European data protection laws pose a significant threat to the use of ChatGPT by OpenAI. Already banned in Italy, OpenAI has a mere week to comply with the regulations, but compliance may be extremely challenging due to the way data has been collected.
ChatGPT has become one of the most controversial technologies of the 21st century, with differing opinions on its potential impact. Some believe it will render human workers obsolete, while others fear it will disrupt our way of life. The truth likely lies somewhere in between.
For years, the prevailing belief in the field of AI has been that more training data leads to better models. OpenAI’s earlier models, GPT-2 and GPT-3, were trained on vast amounts of text, totaling 40 and 570 gigabytes respectively. The size of the data set for GPT-4 has not been disclosed by OpenAI.
The fixation on collecting more training data has raised concerns about the costs and environmental impact, particularly in terms of water and energy usage. This may have been a factor behind recent statements by Sam Altman, stating that further progress will not come from simply making models bigger, and that there will be no GPT-5.
The issue of training data has also come under scrutiny from European authorities investigating OpenAI. There are allegations that OpenAI has scraped personal data, such as names and email addresses, without obtaining proper consent from individuals. Compliance with European data protection laws would require OpenAI to obtain consent or prove legitimate interest in collecting data. OpenAI would also need to provide explanations on how ChatGPT uses the data, offer correction mechanisms, and allow users to request deletion or object to data usage.
The article suggests that OpenAI is unlikely to argue that it obtained consent when scraping data, leaving the company with the challenge of proving legitimate interest. This would require convincing regulators of the essentiality of ChatGPT to justify data collection without consent.
One of the major concerns raised by experts is how ChatGPT uses the data provided during chats. Users often share private and sensitive information about their mental health, physical well-being, and personal opinions. Under European law, users must have the option to delete their chat logs to protect their privacy. However, experts believe that OpenAI may struggle to identify and remove individuals’ data from its models, as the company lacks robust data record-keeping practices.
As a former Google employee stated, tech companies often lack documentation and knowledge about how AI training data is collected and annotated. OpenAI could have avoided this predicament by implementing robust data record-keeping practices from the outset, but this was not done. The reality is that data collection and usage in AI models is often inadequately documented and understood by tech companies.

▶ [Activity list]:
1. According to the passage, how many gigabytes of text was GPT-3 trained on?
2. Copy the passage word for word, starting with "ChatGPT has become" and going on through "somewhere in between.".
None of the lines is needed for this work.

▶ [Data records]:
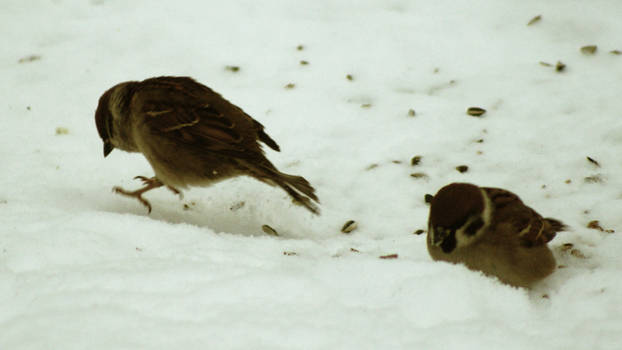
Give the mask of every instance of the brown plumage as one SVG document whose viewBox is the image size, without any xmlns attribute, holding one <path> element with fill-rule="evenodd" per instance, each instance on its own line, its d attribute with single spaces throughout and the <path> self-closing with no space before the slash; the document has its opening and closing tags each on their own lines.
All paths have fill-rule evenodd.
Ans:
<svg viewBox="0 0 622 350">
<path fill-rule="evenodd" d="M 319 214 L 315 189 L 301 176 L 279 172 L 259 141 L 279 151 L 263 125 L 218 93 L 188 77 L 157 77 L 115 85 L 99 99 L 95 123 L 104 156 L 114 148 L 140 152 L 155 177 L 137 177 L 145 187 L 120 194 L 136 197 L 149 211 L 144 192 L 167 186 L 209 186 L 247 175 L 284 189 L 295 201 Z"/>
<path fill-rule="evenodd" d="M 565 228 L 512 192 L 452 183 L 432 200 L 427 246 L 434 260 L 463 263 L 528 288 L 555 269 L 547 243 Z"/>
</svg>

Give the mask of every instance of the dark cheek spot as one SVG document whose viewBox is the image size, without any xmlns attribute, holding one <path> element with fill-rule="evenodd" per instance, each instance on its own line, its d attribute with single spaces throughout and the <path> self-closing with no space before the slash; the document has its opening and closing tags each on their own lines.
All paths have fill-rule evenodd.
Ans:
<svg viewBox="0 0 622 350">
<path fill-rule="evenodd" d="M 451 231 L 449 236 L 445 237 L 443 243 L 441 243 L 441 249 L 443 253 L 449 254 L 456 249 L 456 231 Z"/>
<path fill-rule="evenodd" d="M 484 220 L 482 220 L 482 218 L 478 218 L 477 220 L 475 220 L 472 223 L 470 223 L 469 226 L 467 226 L 464 229 L 464 233 L 467 236 L 474 236 L 475 233 L 477 233 L 477 230 L 482 228 L 482 226 L 484 226 Z"/>
</svg>

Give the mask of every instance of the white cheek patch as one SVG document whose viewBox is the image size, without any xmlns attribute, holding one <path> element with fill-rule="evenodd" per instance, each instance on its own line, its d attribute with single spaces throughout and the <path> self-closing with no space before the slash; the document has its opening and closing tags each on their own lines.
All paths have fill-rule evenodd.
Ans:
<svg viewBox="0 0 622 350">
<path fill-rule="evenodd" d="M 492 220 L 492 203 L 484 190 L 482 191 L 482 197 L 484 198 L 484 211 L 481 216 L 475 215 L 470 217 L 462 227 L 456 230 L 456 245 L 458 248 L 468 246 L 473 242 L 477 241 L 481 238 L 482 234 L 488 229 L 490 226 L 490 222 Z M 477 229 L 477 231 L 467 233 L 467 229 L 470 225 L 477 225 L 477 221 L 482 220 L 483 225 L 480 223 L 481 227 Z"/>
</svg>

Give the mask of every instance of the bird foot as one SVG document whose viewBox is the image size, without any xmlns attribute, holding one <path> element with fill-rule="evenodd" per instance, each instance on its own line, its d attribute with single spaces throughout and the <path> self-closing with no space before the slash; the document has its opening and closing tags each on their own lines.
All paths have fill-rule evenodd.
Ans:
<svg viewBox="0 0 622 350">
<path fill-rule="evenodd" d="M 128 197 L 134 197 L 138 199 L 138 201 L 142 203 L 142 205 L 147 207 L 147 211 L 149 212 L 149 214 L 151 214 L 151 203 L 149 203 L 149 201 L 144 199 L 142 196 L 142 194 L 146 192 L 144 188 L 141 188 L 140 190 L 136 190 L 136 191 L 127 191 L 119 186 L 115 186 L 112 188 L 112 191 L 114 193 L 118 193 L 118 194 L 128 196 Z"/>
<path fill-rule="evenodd" d="M 146 177 L 146 176 L 139 175 L 139 176 L 135 176 L 134 180 L 140 180 L 140 181 L 143 182 L 143 184 L 145 186 L 154 186 L 153 188 L 160 187 L 160 186 L 164 185 L 155 176 L 154 177 Z M 166 188 L 168 188 L 174 194 L 178 195 L 179 199 L 184 199 L 184 194 L 180 190 L 176 189 L 173 186 L 169 186 L 169 185 L 166 185 Z"/>
</svg>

▶ [Exercise responses]:
1. 570 gigabytes.

2.
ChatGPT has become one of the most controversial technologies of the 21st century, with differing opinions on its potential impact. Some believe it will render human workers obsolete, while others fear it will disrupt our way of life. The truth likely lies somewhere in between.